■ **Prompt**:
Give back each entry exactly as written, apart from the pictures.
::: Raw data
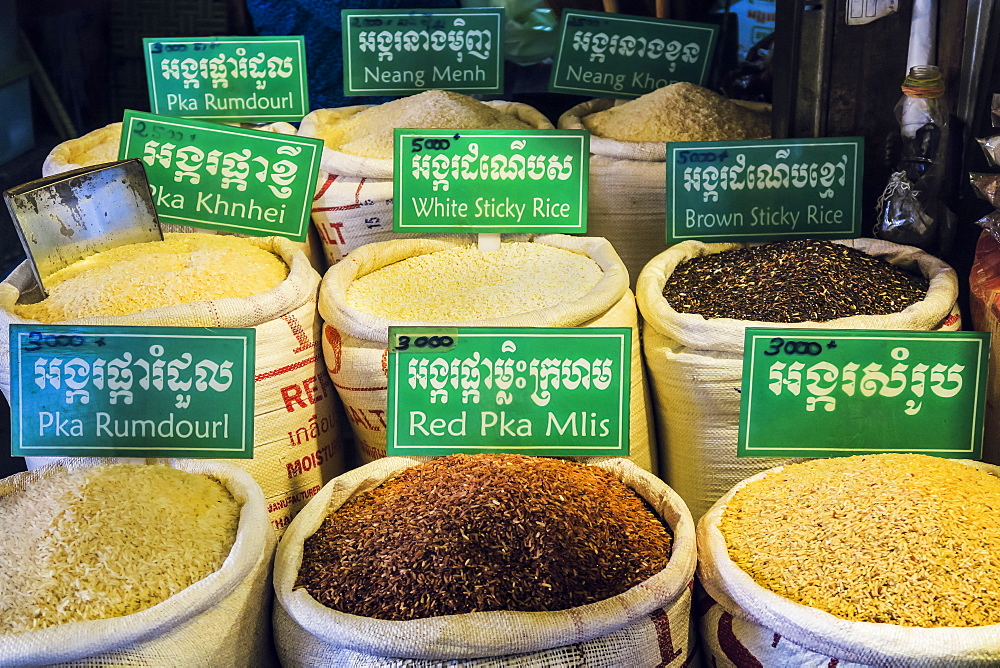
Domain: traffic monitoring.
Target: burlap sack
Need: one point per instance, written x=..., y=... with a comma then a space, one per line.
x=751, y=625
x=353, y=202
x=696, y=366
x=648, y=625
x=101, y=145
x=221, y=620
x=354, y=342
x=626, y=203
x=297, y=443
::::::
■ **Exercise answer**:
Domain: traffic monitoring.
Target: burlap sack
Need: one point per instance, written x=..., y=... with a comma then a space, one per line.
x=751, y=625
x=353, y=202
x=696, y=366
x=648, y=625
x=101, y=145
x=221, y=620
x=354, y=342
x=626, y=203
x=297, y=443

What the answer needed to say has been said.